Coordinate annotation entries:

— Begin —

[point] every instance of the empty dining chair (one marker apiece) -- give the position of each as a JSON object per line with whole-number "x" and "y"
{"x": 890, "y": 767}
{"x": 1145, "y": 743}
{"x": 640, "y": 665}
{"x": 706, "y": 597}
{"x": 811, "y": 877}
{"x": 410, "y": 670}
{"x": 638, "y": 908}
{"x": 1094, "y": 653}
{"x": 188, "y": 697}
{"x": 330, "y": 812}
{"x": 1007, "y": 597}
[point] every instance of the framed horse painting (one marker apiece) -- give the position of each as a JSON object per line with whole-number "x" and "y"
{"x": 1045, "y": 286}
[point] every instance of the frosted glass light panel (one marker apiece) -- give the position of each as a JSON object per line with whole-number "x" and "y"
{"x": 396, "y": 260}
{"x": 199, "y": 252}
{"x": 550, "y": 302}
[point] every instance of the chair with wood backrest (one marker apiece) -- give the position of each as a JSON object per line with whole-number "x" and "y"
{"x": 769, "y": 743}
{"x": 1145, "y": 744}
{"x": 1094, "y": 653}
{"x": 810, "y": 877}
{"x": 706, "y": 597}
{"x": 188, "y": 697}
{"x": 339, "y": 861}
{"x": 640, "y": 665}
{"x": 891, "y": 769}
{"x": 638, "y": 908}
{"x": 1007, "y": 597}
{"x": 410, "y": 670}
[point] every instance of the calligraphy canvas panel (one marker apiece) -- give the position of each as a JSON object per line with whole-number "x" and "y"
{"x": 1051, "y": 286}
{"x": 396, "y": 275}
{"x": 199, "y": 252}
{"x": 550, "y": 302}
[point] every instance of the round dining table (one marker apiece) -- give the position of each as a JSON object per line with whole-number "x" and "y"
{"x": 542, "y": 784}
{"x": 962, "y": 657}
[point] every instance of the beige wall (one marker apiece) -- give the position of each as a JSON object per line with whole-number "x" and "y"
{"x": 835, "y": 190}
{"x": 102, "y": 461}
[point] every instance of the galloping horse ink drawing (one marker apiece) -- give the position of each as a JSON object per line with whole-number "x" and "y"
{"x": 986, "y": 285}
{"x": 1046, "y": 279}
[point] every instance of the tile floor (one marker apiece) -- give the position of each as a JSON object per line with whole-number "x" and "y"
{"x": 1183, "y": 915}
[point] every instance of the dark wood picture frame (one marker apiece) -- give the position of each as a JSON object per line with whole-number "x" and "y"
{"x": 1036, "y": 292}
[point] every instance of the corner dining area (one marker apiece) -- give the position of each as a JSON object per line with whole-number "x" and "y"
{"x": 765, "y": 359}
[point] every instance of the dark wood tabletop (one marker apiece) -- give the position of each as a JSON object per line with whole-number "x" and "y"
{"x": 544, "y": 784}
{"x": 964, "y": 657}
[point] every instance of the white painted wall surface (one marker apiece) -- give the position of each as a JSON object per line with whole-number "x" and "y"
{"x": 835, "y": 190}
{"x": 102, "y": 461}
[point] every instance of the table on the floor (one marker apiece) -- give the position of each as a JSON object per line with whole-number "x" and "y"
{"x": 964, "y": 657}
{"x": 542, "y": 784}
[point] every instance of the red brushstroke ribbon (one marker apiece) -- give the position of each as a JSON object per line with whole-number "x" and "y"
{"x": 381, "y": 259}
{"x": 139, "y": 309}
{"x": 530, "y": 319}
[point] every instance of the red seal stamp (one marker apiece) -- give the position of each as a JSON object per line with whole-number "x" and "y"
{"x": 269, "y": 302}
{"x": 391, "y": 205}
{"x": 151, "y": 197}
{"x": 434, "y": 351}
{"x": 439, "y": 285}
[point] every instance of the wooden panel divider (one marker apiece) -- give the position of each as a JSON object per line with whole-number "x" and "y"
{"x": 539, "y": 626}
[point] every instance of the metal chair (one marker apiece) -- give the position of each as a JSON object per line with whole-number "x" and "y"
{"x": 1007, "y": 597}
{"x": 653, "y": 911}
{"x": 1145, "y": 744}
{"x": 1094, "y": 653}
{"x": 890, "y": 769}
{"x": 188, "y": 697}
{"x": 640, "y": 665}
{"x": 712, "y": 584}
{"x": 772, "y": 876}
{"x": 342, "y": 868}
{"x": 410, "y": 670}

— End —

— Instructions for the task —
Rewrite the lines from the one containing "[point] every instance of the dark wood tabletop" through the last line, changing "metal chair" to "steel chair" and leaving everything else unchanged.

— Answer to this task —
[point] every instance of the dark wood tabletop (one marker apiece) -- give the position of each as a JSON object per line with whole-number "x" and "y"
{"x": 544, "y": 784}
{"x": 964, "y": 657}
[point] every instance of the white painted wall surface (one marker apiece) -- give the position of each as a JSON object per line with whole-number "x" and "y"
{"x": 835, "y": 190}
{"x": 102, "y": 461}
[point] every instance of the table on the floor (one marker apiece) -- give the position of each as a JSON object per line with whole-number "x" and "y"
{"x": 964, "y": 657}
{"x": 542, "y": 784}
[point] every instance of the red brushstroke ribbon (one marker apiece) -- give the position of each as a JSON object per line with whole-number "x" and "y"
{"x": 381, "y": 259}
{"x": 139, "y": 309}
{"x": 530, "y": 319}
[point] every instance of the red seal stamp (one marker apiece) -- give the position of each as a JSON object per line with whole-number "x" and "y"
{"x": 269, "y": 302}
{"x": 391, "y": 205}
{"x": 151, "y": 197}
{"x": 434, "y": 351}
{"x": 439, "y": 285}
[point] every instance of the wooden panel divider (one marker apiece) -- give the position of each as a JSON object per line with whole-number "x" and "y"
{"x": 539, "y": 626}
[point] every instance of the steel chair (one marker apiece) -- give the position of each as a JSON object per line with whole-number "x" and "y"
{"x": 1007, "y": 597}
{"x": 653, "y": 911}
{"x": 1145, "y": 744}
{"x": 1094, "y": 653}
{"x": 890, "y": 769}
{"x": 188, "y": 697}
{"x": 640, "y": 665}
{"x": 712, "y": 584}
{"x": 772, "y": 876}
{"x": 342, "y": 868}
{"x": 410, "y": 670}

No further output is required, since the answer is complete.